=== CHALLENGE A ===
List every passage that the text on the Mantel test in morphometrics places in quotation marks.

My assertion, in particular, that morphometric hypotheses
cannot be validly stated in terms of "distance or closeness" seems
inconsistent
with the assumption of Dutilleul et al. (p. 149) that
"users of the Mantel test should be fully aware that the hypotheses
tested are stated in terms of distances or closeness," but the discrepancy
can be resolved by inferring that they
(the users) are not doing morphometrics. Certainly
the authors' conclusion that "under the multivariate normal model for
the raw data, the use of squared Euclidean distances in the Mantel
test provides a situation in which the Mantel test and Pearson's
correlation test agree" does not appear to extend to the multivariate
model to be introduced under (**) here.

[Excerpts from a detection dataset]
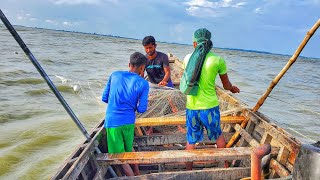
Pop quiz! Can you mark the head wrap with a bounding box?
[180,28,212,96]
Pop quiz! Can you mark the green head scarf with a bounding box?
[180,28,212,96]
[189,28,212,86]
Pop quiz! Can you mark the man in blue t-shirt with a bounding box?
[102,52,149,176]
[141,36,173,87]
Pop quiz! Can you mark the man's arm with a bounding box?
[158,56,171,86]
[137,81,149,113]
[220,73,240,93]
[159,66,171,86]
[101,76,111,103]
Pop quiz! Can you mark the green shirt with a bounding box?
[184,51,227,110]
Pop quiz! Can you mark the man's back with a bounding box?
[184,52,227,110]
[146,51,171,84]
[102,71,149,127]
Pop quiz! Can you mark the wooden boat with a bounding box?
[0,9,320,179]
[52,55,301,179]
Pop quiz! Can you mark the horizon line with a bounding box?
[0,23,320,59]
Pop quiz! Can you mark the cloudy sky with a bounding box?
[0,0,320,58]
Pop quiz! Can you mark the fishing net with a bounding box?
[137,54,245,133]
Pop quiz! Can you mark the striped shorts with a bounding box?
[186,106,222,144]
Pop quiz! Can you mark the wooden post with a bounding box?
[253,19,320,112]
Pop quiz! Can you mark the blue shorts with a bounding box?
[167,81,174,88]
[186,106,222,144]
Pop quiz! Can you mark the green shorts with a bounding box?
[106,124,134,153]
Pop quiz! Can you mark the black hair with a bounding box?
[142,36,156,46]
[130,52,148,67]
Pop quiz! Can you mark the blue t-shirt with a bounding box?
[102,71,149,127]
[146,51,171,84]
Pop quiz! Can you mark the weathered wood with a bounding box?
[63,127,103,179]
[235,124,260,147]
[135,116,245,126]
[97,147,251,165]
[51,120,104,179]
[133,132,233,147]
[277,146,290,165]
[226,117,249,148]
[109,168,250,180]
[260,132,272,144]
[270,159,290,177]
[253,19,320,112]
[250,110,301,164]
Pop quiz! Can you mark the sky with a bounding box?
[0,0,320,58]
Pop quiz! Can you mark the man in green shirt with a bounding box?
[184,28,240,170]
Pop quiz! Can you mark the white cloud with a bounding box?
[184,0,247,17]
[29,17,38,21]
[45,19,59,25]
[62,21,80,26]
[52,0,118,5]
[16,11,36,21]
[254,7,263,14]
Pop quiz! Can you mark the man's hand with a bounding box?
[158,81,168,86]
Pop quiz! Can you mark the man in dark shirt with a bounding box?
[141,36,173,87]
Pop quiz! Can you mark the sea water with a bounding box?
[0,24,320,179]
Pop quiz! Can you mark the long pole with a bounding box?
[226,19,320,148]
[252,19,320,112]
[0,9,91,141]
[0,9,117,177]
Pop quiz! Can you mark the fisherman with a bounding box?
[102,52,149,176]
[141,36,173,88]
[180,28,240,170]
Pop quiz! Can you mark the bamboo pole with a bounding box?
[226,19,320,148]
[253,19,320,112]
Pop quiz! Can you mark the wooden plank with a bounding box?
[235,124,260,147]
[133,132,233,147]
[135,116,245,126]
[270,159,290,177]
[51,120,104,179]
[107,168,250,180]
[97,147,251,165]
[277,146,290,165]
[250,112,301,164]
[260,132,272,144]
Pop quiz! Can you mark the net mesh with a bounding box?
[137,54,248,133]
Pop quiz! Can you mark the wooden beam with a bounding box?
[107,167,250,180]
[135,116,245,126]
[97,147,251,165]
[270,159,290,177]
[234,124,260,147]
[133,132,233,147]
[250,112,301,164]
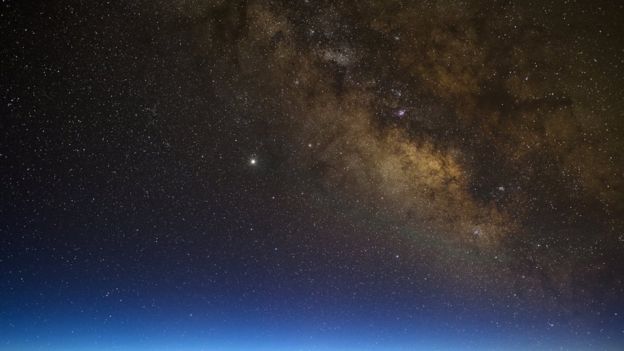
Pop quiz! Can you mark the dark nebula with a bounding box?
[0,0,624,351]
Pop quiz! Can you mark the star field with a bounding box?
[0,0,624,351]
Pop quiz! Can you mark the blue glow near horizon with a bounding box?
[0,316,622,351]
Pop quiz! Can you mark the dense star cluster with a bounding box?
[0,0,624,350]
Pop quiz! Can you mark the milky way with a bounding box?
[0,0,624,349]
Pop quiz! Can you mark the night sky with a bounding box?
[0,0,624,351]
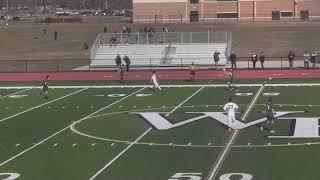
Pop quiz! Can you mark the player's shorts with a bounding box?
[153,81,159,87]
[267,114,274,121]
[42,86,49,91]
[228,114,236,129]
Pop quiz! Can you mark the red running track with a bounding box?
[0,69,320,81]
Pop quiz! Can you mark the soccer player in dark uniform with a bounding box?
[213,51,220,69]
[251,54,258,69]
[260,97,275,133]
[223,69,239,91]
[229,52,237,69]
[260,51,266,69]
[115,54,121,71]
[41,76,49,99]
[120,64,126,83]
[123,55,131,71]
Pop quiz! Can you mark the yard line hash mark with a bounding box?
[0,89,86,123]
[0,88,145,167]
[207,84,265,180]
[89,87,205,180]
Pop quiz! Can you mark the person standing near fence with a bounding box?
[115,54,121,71]
[310,51,318,68]
[288,51,296,69]
[110,36,117,47]
[189,62,197,81]
[123,55,131,71]
[229,52,237,69]
[120,64,126,83]
[54,31,58,41]
[213,51,220,69]
[260,51,266,69]
[303,51,310,69]
[251,54,258,69]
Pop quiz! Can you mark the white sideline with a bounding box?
[0,83,320,89]
[0,88,88,123]
[0,88,145,167]
[89,87,205,180]
[208,85,265,180]
[0,87,35,99]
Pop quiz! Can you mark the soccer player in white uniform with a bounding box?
[150,71,161,91]
[223,98,239,131]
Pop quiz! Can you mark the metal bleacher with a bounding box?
[90,31,231,69]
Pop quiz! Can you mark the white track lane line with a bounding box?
[207,85,265,180]
[0,83,320,89]
[89,87,205,180]
[0,88,88,123]
[0,88,145,167]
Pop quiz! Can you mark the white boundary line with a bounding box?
[0,88,145,167]
[89,87,205,180]
[0,83,320,89]
[208,85,265,180]
[0,87,34,99]
[0,88,88,123]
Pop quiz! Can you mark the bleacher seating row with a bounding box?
[90,43,227,68]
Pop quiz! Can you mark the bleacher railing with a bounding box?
[0,56,320,72]
[94,31,231,45]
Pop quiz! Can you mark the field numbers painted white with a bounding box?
[0,173,20,180]
[168,173,202,180]
[108,94,126,97]
[236,93,253,96]
[219,173,253,180]
[9,94,28,99]
[263,93,280,96]
[107,94,153,97]
[136,94,152,97]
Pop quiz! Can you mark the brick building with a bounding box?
[133,0,320,23]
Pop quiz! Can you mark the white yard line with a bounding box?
[0,87,34,99]
[89,86,205,180]
[0,83,320,89]
[207,85,265,180]
[0,88,87,123]
[0,88,87,123]
[0,88,145,167]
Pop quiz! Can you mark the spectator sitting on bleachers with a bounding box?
[189,62,197,81]
[288,51,296,69]
[123,55,131,71]
[110,36,117,47]
[303,51,311,69]
[115,54,121,71]
[213,51,220,69]
[260,51,266,69]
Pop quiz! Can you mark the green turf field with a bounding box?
[0,80,320,180]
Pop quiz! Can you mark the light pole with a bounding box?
[293,0,298,20]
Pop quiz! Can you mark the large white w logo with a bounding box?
[135,111,300,130]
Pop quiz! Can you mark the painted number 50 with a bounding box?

=== CHALLENGE B ===
Put the lines of the records between the line holding "Pop quiz! Can you mark the man in green" and the line holding "[0,69,320,81]", inclusive, into a numbered list with blank lines left out. Leave the pictures out of the list.

=== EXERCISE RESULT A ===
1. distance or closeness
2. users of the Mantel test should be fully aware that the hypotheses tested are stated in terms of distances or closeness
3. under the multivariate normal model for the raw data, the use of squared Euclidean distances in the Mantel test provides a situation in which the Mantel test and Pearson's correlation test agree

=== EXERCISE RESULT B ===
1. Pop quiz! Can you mark the man in green shirt with a bounding box?
2. [184,28,240,170]
3. Pop quiz! Can you mark the white cloud with a bounding box?
4. [184,0,247,17]
5. [29,17,38,21]
6. [45,19,59,25]
7. [62,21,80,26]
8. [52,0,118,5]
9. [16,11,36,21]
10. [254,7,263,14]
11. Pop quiz! Can you mark the man's hand with a bounding box?
12. [158,81,168,86]
13. Pop quiz! Can you mark the man in dark shirt with a bounding box?
14. [141,36,173,87]
15. Pop quiz! Can you mark the sea water with a bounding box?
16. [0,24,320,179]
17. Pop quiz! Can you mark the long pole with a bounding box?
18. [226,19,320,148]
19. [252,19,320,112]
20. [0,9,91,141]
21. [0,9,117,177]
22. Pop quiz! Can you mark the fisherman with a bounding box?
23. [102,52,149,176]
24. [141,36,173,88]
25. [180,28,240,170]
26. Pop quiz! Can you mark the bamboo pole with a bounding box?
27. [226,19,320,148]
28. [253,19,320,112]
29. Pop quiz! Can you mark the wooden plank with a bounding box?
30. [235,124,260,147]
31. [133,132,233,147]
32. [135,116,245,126]
33. [270,159,290,177]
34. [51,120,104,179]
35. [107,168,250,180]
36. [97,147,251,165]
37. [277,146,290,165]
38. [250,112,301,164]
39. [260,132,272,144]
40. Pop quiz! Can you mark the net mesh with a bounding box?
41. [137,54,248,133]
42. Pop quiz! Can you mark the wooden beam with a bounding box?
43. [107,167,250,180]
44. [135,116,245,126]
45. [97,147,251,165]
46. [270,159,290,177]
47. [234,124,260,147]
48. [133,132,233,147]
49. [250,112,301,164]
50. Pop quiz! Can you mark the dark nebula with a bounding box?
51. [0,0,624,351]
52. Pop quiz! Can you mark the star field with a bounding box?
53. [0,0,624,351]
54. Pop quiz! Can you mark the blue glow near horizon with a bounding box?
55. [0,316,622,351]
56. Pop quiz! Can you mark the dense star cluster with a bounding box?
57. [0,0,624,350]
58. Pop quiz! Can you mark the milky way with a bounding box?
59. [0,0,624,349]
60. Pop quiz! Can you mark the night sky with a bounding box?
61. [0,0,624,351]
62. Pop quiz! Can you mark the player's shorts with a bounding box?
63. [153,81,159,87]
64. [267,114,274,121]
65. [42,86,49,91]
66. [228,114,236,129]
67. Pop quiz! Can you mark the red running track with a bounding box?
68. [0,69,320,81]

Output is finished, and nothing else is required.